0

I have a code with the following while loop:

def get_names(key):
    temp = pd.DataFrame(columns=['name','tot_count'])
    df2  = dfx.loc[(dfx['name1'] == key) | (dfx['name2'] == key) | (dfx['name3'] == key) | (dfx['name4'] == key)]
    for c in cl:
        y         = df2[[c,'tot_count']]
        y.columns = ['name','tot_count']
        temp      = pd.concat([temp,y])
    temp['key'] = key
    return(temp)

cl = ['name1', 'name2', 'name3', 'name4']
n1 = len(s1) #s1 is the list of keywords
i  = 0
d  = pd.DataFrame(columns=['name','key'])

while(i < n1):
    key = s1[i]
    y = get_names(key)
    d = pd.concat([d,y])
    dfx = dfx.loc[(dfx['name1'] != key) & (dfx['name2'] != key) & (dfx['name3'] != key) & (dfx['name4'] != key)]
    print(i)
    i = i + 1

Here I have a thousands of keywords in the list s1. The while loop processes each keyword in s1 as defined in the function get_names where it uses the dataframe dfx which has millions of rows and contains rows relevant to the each keywords. After a keyword has been processed, I no longer need those rows corresponding to this keyword in the main dataframe dfx to be re-processed for another keyword. So I delete it inside the while loop.

Question: The run time of this code is about 2.5 hours. How can I improve the code the make it run faster on the same hardware?

Stacker
  • 271
  • 2
  • 8

1 Answers1

1

d = pd.concat([d, y]) should almost nearly be used in a loop. This result in a quadratic execution due to new growing dataframes being created every time. You should use a list instead (see this post). The same applies to temp = pd.concat([temp,y]).

• ROWS:
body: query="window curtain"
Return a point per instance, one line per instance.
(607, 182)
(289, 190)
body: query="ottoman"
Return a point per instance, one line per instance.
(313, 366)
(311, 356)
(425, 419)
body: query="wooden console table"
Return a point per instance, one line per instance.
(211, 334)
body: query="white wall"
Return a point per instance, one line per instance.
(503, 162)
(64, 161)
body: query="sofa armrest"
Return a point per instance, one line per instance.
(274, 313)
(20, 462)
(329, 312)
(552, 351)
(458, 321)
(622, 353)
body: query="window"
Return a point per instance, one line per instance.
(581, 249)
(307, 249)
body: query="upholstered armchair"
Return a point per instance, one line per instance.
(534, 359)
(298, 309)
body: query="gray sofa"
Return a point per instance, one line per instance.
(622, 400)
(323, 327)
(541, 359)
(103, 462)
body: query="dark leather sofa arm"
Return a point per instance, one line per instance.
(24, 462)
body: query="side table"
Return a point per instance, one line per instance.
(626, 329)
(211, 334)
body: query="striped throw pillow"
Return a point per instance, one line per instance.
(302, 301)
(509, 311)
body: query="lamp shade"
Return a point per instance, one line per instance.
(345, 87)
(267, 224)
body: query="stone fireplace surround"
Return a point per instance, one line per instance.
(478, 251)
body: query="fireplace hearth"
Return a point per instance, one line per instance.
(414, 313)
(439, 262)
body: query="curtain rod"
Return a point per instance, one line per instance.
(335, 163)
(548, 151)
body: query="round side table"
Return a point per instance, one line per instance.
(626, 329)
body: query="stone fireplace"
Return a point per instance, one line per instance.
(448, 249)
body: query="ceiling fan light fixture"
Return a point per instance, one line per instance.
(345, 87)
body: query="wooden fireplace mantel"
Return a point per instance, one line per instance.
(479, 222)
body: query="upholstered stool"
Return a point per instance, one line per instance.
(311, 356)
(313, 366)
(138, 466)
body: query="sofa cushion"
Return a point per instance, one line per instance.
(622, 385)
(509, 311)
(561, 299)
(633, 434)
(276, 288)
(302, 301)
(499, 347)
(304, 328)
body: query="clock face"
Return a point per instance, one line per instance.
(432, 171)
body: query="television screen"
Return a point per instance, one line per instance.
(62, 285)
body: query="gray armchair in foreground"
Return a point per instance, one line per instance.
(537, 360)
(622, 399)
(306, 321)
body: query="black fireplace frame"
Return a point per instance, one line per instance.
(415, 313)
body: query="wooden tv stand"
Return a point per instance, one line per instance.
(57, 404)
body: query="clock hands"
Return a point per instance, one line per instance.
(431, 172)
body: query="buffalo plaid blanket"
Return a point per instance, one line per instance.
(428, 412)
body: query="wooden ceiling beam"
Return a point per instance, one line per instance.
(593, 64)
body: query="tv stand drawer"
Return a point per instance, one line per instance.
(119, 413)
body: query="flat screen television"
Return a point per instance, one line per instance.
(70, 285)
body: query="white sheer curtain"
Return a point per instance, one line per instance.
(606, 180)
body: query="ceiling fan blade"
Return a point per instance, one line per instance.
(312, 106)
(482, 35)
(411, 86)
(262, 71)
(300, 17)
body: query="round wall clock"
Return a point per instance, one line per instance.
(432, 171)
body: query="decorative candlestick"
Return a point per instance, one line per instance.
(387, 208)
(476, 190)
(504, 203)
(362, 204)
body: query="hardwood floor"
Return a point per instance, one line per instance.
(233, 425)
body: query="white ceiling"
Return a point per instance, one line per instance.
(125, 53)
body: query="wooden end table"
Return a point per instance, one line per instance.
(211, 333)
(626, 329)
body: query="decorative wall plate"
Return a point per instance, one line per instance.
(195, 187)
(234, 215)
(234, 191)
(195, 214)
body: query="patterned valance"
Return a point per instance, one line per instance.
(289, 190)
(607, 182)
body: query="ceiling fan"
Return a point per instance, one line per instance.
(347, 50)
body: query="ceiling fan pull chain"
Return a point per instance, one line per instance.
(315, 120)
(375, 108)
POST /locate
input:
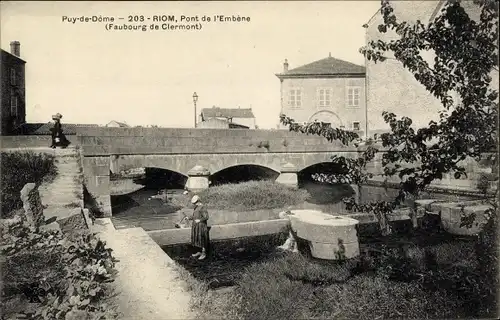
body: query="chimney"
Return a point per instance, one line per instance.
(15, 48)
(285, 66)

• WORK TO BE COMPLETED:
In the forum thread about speeding up a pandas while loop, list each column name stored in the list cl.

• THE SOLUTION:
name1, name2, name3, name4